Hace
50 años Jean Paul Sartre rechazó por estas fechas el Premio Nobel de
Literatura que le fue otorgado por la Academia sueca, aduciendo que no
lo hacía en contra del galardón ni la institución que lo daba, sino
porque consideraba que su deber era continuar ejerciendo como un
escritor libre de compromisos y honores y que aceptarlo lo limitaría en
ese objetivo.
El autor de esa bella
pieza autobiográfica Las palabras y de tantos otros libros en géneros
como novela, ensayo, panfleto, crítica y filosofía, que marcaron su
época, siguió siendo libre hasta el final de sus días, tomando a veces
posiciones y compromisos equivocados en el campo de la ultraizquierda en
boga en aquellos tiempos, pero sin renunciar al deseo de ser un
marginal, de estar en la periferia con los periféricos, de ir contra la
corriente.
Al rechazar el mayor
honor que puede recibir un escritor en un acto valiente que muchos
todavía no entienden, al negarse a recibir la enorme suma del premio y a
acudir a Estocolmo a cosechar aplausos y venias en una especie de
canonización infinita, Sartre dio un gran ejemplo a todos los escritores
del mundo, que por lo regular son tan vanidosos y engreídos y ávidos de
incienso.
A lo largo de la era
humanista que inició su auge cuando Gutenberg inventó la imprenta, el
escritor ha ejercido como un sacerdote laico y poco a poco fue tomando
el lugar que en la Iglesia desempeñan obispos, cardenales y papas.
Debido a que en siglos pasados los letrados eran desde el punto
demográfico solo una infinitesimal cifra de la humanidad, éstos
adquirieron un papel de guías, sabios, y como sacerdotes y profetas
tomaron la actitud altiva y orgullosa de los que saben más y se creen
guías de naciones o de juventudes.

TAREAS DEL EJERCICIO –
(1) Copia sin cambios el pasaje del fragmento seleccionado que va entre "A lo largo de" y "cardenales y papas.", ambos incluidos.
(2) Resume el fragmento seleccionado en dos oraciones.
(3) Enumera todos los géneros que, según el fragmento seleccionado, abarcan los libros del autor de Las palabras.

DATOS PROPORCIONADOS –
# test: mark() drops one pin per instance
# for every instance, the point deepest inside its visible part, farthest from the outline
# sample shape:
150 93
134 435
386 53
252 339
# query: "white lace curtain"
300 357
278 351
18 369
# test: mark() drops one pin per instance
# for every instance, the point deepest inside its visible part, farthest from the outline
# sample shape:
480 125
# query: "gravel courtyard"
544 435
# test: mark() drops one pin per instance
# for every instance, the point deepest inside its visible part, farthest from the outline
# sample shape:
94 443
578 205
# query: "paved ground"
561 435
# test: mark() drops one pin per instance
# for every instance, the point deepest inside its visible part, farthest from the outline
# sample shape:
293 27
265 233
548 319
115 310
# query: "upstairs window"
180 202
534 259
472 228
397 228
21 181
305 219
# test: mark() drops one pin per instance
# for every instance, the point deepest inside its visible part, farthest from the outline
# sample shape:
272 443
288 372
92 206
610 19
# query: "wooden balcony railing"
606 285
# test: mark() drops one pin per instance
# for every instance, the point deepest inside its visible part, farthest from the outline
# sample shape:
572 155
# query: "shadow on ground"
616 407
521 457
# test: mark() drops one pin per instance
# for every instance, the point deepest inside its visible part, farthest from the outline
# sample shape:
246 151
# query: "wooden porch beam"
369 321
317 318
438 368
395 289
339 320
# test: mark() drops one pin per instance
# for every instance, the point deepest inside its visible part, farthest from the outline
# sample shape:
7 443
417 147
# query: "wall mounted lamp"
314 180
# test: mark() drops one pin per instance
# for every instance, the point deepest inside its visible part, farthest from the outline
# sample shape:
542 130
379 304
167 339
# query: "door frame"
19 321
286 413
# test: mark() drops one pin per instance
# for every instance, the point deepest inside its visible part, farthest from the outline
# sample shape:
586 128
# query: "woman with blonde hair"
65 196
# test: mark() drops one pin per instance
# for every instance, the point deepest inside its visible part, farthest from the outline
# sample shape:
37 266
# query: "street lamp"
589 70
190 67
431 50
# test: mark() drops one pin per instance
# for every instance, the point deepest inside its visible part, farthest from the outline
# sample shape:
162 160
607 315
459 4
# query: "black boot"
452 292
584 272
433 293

SOLUCIONES –
(1)
A lo largo de la era
humanista que inició su auge cuando Gutenberg inventó la imprenta, el
escritor ha ejercido como un sacerdote laico y poco a poco fue tomando
el lugar que en la Iglesia desempeñan obispos, cardenales y papas.

(2) Hace cincuenta años, Jean Paul Sartre rechazó el Premio Nobel de Literatura porque consideraba que aceptarlo limitaría su deber de seguir siendo un escritor libre de compromisos y honores, y con ese acto dio un gran ejemplo a los escritores del mundo. Desde que Gutenberg inventó la imprenta, el escritor ha ejercido como un sacerdote laico y, al ser los letrados una cifra mínima de la humanidad, adoptó la actitud altiva de quienes se creen guías de naciones o de juventudes.

(3) novela, ensayo, panfleto, crítica, filosofía